September 15, 2015 11:18 IST

A worker in a factory

 

While industry faces high energy prices, compared to global standards, energy as an input accounts for only five per cent of costs in Indian manufacturing, note Vaibhav Gupta and Arunabha Ghosh

One year ago, Prime Minister Modi made the call to 'Make in India' -- to provide much-needed boost for the manufacturing sector.

The government has, since, tried to address governance challenges through speedier clearances, or e-governance for greater transparency.

Investment proposals worth Rs 1,10,000 crore or Rs 1,100 billion (for electronics) or 56 defence manufacturing permits are counted among the achievements. In other sectors (automobiles, railways and power), foreign firms have committed to increase localisation.

Challenges remain, of course, associated with land acquisition, GST, or skills.

But two related issues often miss attention: resource efficiency and innovation.

As countries develop and per capita incomes grow, the contribution of manufacturing increases. Researchers at CEEW analysed manufacturing trends in more than 100 economies.

If India followed a similar trajectory, for its current per capita income ($3,350 in 2005 PPP$), its manufacturing share ought to have been 19 per cent of gross domestic product.

Instead, in 2013-14, the sector’s contribution stood at 15 per cent, having shrunk by 0.75 per cent over the previous financial year.

It would seem that Indian manufacturing has settled into a low-level equilibrium over the past two decades.

One reason is that India is affected by a 'resource inefficiency curse'.

Its manufacturing sector is primarily natural resource-driven. Metals, chemicals, textiles and food contribute about 60 per cent of manufacturing.

The average share of material costs in production cost is high at 78 per cent, compared to an advanced economy like Germany (40 per cent).

This can be attributed to the low share of high-technology (R&D-driven) products in India’s industrial output and a high share of semi-finished intermediate goods (many imported) as inputs, resulting in lower value addition.

India’s overall resource productivity (GDP per tonne of material consumption) as a result is one-tenth of Germany’s and significantly lower than other developing economies.

┄┄┄┄┄┄

## REQUEST A
In the records below, report every line that contains the string "paving". Case counts.

## GIVEN INFORMATION
┄┄┄┄┄┄

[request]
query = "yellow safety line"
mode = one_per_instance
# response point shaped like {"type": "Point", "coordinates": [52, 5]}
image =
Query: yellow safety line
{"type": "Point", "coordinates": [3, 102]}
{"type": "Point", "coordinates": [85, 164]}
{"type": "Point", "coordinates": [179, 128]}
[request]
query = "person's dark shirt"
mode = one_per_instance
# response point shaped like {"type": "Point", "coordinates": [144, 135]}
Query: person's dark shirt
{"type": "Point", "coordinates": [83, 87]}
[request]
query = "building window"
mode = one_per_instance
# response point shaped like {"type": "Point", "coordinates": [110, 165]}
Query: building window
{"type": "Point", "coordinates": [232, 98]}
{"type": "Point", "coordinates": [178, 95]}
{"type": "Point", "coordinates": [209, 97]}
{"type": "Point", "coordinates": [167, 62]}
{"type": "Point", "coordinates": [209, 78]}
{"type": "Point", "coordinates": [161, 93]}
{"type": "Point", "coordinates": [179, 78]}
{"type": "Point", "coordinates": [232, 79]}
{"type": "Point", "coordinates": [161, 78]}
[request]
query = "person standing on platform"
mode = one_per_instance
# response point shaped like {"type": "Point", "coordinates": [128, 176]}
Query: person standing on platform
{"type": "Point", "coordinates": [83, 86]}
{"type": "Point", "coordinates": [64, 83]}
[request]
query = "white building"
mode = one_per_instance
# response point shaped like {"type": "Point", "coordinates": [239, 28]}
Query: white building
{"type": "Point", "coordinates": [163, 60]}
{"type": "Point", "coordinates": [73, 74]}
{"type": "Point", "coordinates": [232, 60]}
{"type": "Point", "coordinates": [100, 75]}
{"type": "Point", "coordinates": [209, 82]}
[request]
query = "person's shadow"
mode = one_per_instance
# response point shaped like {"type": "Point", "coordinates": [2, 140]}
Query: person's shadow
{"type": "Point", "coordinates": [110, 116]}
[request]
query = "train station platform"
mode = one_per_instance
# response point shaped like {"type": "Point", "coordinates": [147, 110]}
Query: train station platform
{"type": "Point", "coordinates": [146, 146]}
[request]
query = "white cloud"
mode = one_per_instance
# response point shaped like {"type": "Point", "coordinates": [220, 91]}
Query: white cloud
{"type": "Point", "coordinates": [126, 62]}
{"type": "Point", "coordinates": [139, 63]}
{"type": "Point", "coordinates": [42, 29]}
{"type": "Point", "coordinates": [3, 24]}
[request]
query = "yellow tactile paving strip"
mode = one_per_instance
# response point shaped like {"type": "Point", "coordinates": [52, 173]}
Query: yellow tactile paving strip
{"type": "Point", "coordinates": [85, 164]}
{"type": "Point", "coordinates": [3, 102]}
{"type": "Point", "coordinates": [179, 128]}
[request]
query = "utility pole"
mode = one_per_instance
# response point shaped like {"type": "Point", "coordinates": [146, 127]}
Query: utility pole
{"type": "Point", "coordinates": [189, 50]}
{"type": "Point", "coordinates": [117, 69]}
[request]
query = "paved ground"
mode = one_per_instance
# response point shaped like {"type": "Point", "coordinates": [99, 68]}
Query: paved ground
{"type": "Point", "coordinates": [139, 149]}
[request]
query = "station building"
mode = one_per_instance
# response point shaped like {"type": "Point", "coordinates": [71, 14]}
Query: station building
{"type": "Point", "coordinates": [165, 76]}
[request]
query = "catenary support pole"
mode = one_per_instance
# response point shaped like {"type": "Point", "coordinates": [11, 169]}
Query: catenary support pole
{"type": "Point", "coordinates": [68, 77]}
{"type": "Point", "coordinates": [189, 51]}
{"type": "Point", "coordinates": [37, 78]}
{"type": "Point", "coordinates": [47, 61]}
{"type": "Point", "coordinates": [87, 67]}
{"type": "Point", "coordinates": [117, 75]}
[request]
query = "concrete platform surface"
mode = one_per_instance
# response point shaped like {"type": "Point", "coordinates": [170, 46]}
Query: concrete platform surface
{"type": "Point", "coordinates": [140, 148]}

┄┄┄┄┄┄

## REQUEST B
Which industries does the article on Indian manufacturing name as contributing about 60 per cent of manufacturing?

## OUTPUT A
query = "yellow tactile paving strip"
Query: yellow tactile paving strip

## OUTPUT B
Metals, chemicals, textiles and food.